Return the material below line for line, with nothing changed, added, or left out.
— Begin INFORMATION SUPPLIED —
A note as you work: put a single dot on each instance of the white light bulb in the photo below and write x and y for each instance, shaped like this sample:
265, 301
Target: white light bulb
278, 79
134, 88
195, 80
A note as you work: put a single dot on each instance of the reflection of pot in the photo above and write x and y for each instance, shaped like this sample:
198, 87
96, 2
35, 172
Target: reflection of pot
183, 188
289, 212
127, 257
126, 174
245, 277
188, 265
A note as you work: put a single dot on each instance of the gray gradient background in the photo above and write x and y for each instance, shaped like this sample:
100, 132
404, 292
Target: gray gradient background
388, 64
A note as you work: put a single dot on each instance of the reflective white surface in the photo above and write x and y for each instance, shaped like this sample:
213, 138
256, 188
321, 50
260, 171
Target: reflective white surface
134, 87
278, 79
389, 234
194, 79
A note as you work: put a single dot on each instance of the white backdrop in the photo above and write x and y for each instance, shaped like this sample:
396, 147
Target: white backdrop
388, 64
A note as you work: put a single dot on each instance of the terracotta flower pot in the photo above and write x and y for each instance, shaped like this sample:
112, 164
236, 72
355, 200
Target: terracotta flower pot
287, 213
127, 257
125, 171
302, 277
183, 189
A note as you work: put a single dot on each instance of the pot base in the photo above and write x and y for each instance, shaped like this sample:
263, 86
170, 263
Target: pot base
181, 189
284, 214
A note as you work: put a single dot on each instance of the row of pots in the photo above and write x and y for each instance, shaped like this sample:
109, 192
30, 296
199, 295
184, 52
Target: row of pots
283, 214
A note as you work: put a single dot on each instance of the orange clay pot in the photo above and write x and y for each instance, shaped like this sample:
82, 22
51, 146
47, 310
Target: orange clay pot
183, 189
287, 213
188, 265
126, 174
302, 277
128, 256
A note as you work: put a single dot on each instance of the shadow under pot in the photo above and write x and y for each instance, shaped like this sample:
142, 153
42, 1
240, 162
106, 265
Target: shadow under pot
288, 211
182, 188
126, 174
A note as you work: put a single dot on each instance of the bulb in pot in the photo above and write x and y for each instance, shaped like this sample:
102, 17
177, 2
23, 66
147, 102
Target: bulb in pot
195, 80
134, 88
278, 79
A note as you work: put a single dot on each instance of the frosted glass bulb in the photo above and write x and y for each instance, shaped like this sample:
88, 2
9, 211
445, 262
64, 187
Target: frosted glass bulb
— End INFORMATION SUPPLIED —
**WRITTEN SOLUTION**.
A note as you work: put a single dot on each instance of the white light bulb in the photo below and write x and y for each instance, shaped like this sample:
265, 301
Target: white light bulb
278, 79
134, 88
195, 80
A note as you work: put a single dot on each instance of the reflection of pot in the photo above and write x and y for each instance, shaped like this sample:
198, 87
96, 2
35, 172
Target: reflection of pot
183, 188
289, 212
127, 257
126, 174
245, 277
188, 265
A note as you work: put a single dot on each instance of the gray gradient background in the photo above and write x and y for each instance, shaped like this sample:
100, 132
404, 292
Target: gray gradient background
388, 64
A note as you work: put a single dot on each instance of the reflective white surface in the photo above and write x and y for each instance, shaped like this sample:
213, 138
256, 188
321, 50
260, 171
Target: reflective white surface
134, 87
278, 79
389, 234
194, 79
A note as you work: put a single dot on each instance of the white backdrop in the photo above and write x and y for each instance, shaped like this sample:
396, 147
Target: white backdrop
388, 64
A note as you work: put a single dot on each instance of the terracotta flower pot in the photo above and write x and y for each instance, shaped like this sample:
112, 164
236, 72
355, 200
Target: terracotta flower pot
287, 213
127, 257
125, 171
302, 277
183, 189
A note as you work: put a single dot on each instance of the pot base in the photo above and write x and y for each instance, shaped like this sample:
263, 86
170, 263
Target: pot base
181, 189
284, 214
A note as you work: put a single dot on each instance of the row of pots in the photo above and write x and y for each instance, shaped like this sample:
109, 192
30, 296
199, 295
184, 52
Target: row of pots
283, 214
A note as you work: put a single dot on each instance of the orange clay pot in the photo above and write x and y for each instance, shaped like this sample:
82, 22
51, 146
47, 310
Target: orange clay pot
183, 189
287, 213
188, 265
126, 174
302, 277
128, 256
A note as you work: put a single dot on each instance of the shadow under pot in the photo above and write x and y for each instance, shaped like this sample:
142, 153
42, 1
240, 162
106, 265
Target: shadow under pot
288, 211
182, 188
126, 174
A note as you work: put a single dot on each instance of the bulb in pot in the photo above and write x and y for each instance, shaped like this sample:
102, 17
177, 2
23, 66
147, 102
Target: bulb in pot
195, 80
134, 88
278, 79
A note as you work: put a single dot on each instance of the frosted glass bulb in the photo above and write x and y for each instance, shaped like this sample:
88, 2
9, 211
445, 262
64, 187
Target: frosted glass bulb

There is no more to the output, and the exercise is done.